§ Work task
From the material beneath, pull every line with the word "jeans".

§ Records
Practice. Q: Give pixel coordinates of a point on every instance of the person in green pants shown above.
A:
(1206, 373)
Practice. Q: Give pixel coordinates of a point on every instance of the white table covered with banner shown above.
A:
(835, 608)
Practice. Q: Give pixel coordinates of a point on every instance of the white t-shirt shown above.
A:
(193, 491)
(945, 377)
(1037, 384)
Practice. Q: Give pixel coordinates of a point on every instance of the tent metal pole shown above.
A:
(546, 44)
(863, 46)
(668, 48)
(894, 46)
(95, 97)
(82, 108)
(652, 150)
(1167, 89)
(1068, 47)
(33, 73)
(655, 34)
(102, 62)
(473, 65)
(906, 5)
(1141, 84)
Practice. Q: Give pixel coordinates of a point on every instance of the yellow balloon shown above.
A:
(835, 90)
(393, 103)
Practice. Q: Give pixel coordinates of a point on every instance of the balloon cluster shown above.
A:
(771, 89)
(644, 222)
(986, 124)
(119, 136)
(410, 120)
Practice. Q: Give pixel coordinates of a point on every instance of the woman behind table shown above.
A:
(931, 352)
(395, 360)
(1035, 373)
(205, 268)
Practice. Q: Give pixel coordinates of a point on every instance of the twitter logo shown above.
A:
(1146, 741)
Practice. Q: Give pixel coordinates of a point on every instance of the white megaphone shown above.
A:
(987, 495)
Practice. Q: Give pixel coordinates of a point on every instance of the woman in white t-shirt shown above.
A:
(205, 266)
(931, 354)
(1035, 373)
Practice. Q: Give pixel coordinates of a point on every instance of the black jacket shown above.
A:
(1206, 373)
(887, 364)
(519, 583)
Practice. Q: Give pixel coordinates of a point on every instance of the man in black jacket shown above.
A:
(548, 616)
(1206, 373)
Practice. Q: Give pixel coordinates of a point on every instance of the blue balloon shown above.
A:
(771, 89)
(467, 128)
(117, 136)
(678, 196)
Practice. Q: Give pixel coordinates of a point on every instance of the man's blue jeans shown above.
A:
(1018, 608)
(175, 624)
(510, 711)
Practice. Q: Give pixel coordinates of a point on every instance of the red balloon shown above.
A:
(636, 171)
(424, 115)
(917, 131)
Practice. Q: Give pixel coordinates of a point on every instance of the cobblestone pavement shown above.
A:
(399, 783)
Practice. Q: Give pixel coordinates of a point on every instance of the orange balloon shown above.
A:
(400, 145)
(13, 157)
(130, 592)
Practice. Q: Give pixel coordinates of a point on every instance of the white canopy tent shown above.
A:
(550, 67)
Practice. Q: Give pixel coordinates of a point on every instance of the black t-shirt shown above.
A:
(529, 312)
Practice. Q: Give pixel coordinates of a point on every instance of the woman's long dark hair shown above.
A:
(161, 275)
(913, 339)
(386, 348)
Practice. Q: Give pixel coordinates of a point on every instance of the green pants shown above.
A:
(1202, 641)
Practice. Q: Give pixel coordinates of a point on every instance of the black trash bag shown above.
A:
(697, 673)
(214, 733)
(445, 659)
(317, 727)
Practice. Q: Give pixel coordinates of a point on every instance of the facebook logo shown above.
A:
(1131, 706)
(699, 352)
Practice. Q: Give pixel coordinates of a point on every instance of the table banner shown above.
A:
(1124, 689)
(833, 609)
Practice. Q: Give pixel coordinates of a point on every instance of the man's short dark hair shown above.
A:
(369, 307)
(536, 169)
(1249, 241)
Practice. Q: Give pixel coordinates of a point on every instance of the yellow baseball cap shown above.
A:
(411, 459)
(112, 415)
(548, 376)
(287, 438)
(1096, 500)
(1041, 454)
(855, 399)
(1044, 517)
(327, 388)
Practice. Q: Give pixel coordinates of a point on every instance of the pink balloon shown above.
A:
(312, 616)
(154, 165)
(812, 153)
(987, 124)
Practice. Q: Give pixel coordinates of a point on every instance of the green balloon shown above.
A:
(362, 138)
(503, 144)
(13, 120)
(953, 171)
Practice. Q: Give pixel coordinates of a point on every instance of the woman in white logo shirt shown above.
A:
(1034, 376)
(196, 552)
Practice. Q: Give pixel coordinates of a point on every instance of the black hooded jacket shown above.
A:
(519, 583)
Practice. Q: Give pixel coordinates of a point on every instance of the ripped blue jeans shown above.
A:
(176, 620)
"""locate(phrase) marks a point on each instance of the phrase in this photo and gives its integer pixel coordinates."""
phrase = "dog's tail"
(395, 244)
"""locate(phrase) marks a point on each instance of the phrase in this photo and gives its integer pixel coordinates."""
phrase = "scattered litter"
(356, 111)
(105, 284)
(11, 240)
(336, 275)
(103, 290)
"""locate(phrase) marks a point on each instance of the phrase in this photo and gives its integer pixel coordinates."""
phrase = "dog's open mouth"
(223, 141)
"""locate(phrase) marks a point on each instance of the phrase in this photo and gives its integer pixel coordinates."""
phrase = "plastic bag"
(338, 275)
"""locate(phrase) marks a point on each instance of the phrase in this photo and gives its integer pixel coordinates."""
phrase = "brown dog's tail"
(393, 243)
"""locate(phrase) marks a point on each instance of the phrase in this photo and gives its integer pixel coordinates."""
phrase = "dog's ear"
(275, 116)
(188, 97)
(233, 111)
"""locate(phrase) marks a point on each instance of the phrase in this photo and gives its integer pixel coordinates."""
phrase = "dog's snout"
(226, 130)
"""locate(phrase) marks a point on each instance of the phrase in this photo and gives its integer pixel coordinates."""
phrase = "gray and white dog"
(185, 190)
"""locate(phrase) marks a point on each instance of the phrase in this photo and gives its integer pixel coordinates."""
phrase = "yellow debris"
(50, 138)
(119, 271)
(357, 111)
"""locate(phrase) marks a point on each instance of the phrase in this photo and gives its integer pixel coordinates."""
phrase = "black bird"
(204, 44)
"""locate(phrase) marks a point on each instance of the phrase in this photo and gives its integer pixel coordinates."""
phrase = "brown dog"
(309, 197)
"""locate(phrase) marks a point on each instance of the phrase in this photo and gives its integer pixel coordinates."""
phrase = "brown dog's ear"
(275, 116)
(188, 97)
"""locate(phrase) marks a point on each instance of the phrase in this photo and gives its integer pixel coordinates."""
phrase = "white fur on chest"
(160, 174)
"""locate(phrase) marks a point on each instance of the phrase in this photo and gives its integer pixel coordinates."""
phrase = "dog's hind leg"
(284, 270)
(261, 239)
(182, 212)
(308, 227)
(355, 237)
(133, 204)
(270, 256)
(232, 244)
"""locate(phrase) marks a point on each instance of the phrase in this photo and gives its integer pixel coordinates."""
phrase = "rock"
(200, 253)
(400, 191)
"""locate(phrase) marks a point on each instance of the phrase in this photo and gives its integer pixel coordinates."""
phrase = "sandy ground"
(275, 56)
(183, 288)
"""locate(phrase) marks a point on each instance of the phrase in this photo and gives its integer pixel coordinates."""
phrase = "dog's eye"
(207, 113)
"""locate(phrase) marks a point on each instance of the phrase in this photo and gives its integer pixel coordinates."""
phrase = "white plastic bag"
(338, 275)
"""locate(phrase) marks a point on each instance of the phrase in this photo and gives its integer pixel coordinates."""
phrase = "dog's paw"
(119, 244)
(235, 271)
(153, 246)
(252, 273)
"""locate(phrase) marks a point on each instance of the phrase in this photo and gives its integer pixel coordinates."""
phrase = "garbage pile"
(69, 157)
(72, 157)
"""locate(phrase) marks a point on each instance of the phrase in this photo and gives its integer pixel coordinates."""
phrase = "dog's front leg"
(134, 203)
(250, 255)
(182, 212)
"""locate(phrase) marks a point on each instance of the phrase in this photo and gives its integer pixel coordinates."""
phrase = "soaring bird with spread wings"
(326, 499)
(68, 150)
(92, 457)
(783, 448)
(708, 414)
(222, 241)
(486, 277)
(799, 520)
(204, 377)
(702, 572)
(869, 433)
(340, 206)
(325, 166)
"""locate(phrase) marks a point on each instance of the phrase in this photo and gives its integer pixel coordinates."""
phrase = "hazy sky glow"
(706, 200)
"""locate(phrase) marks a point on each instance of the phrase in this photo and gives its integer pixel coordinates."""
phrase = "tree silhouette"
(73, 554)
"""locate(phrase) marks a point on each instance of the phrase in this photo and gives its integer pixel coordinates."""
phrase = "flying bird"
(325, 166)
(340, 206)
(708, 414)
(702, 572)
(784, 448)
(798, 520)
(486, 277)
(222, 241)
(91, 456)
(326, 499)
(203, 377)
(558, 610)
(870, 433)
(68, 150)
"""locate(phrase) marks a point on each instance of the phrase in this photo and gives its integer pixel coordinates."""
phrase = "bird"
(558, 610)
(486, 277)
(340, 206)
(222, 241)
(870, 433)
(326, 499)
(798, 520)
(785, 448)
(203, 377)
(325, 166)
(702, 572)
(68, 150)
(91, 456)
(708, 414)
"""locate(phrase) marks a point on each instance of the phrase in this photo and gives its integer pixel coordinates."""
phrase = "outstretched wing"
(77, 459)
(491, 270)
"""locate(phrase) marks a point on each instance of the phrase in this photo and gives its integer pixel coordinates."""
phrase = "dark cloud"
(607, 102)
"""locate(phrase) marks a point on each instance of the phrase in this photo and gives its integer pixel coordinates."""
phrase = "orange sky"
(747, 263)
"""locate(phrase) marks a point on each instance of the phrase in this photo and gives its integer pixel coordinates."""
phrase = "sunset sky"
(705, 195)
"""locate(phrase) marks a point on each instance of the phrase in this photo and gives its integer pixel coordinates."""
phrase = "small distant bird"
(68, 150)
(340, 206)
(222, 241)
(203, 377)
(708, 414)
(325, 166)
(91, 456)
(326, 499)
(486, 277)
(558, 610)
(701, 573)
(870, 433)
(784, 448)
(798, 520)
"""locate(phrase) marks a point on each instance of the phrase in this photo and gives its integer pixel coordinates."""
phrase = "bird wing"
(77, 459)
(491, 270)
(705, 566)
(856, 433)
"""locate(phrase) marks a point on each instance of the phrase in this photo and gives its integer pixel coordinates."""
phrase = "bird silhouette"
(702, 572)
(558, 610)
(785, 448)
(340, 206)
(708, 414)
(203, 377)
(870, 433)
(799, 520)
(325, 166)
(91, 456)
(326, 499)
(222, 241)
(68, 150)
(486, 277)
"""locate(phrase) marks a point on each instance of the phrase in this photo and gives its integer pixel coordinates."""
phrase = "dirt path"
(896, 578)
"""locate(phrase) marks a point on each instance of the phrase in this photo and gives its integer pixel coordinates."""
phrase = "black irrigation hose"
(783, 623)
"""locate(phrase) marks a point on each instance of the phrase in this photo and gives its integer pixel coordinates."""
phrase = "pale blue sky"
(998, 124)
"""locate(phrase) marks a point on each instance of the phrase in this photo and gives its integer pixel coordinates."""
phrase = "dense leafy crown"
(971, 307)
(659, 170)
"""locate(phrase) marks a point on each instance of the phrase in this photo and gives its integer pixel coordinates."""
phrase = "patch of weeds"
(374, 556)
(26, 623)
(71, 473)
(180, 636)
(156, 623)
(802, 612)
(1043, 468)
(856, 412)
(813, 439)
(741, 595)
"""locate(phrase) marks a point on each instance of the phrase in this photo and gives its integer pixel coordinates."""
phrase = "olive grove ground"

§ Solved problem
Practice. Q: Give pixel coordinates of a point on every instance of the man's blue jeans shown above.
Practice. Q: Give pixel coordinates of a point on every instance of the ripped blue jeans shown above.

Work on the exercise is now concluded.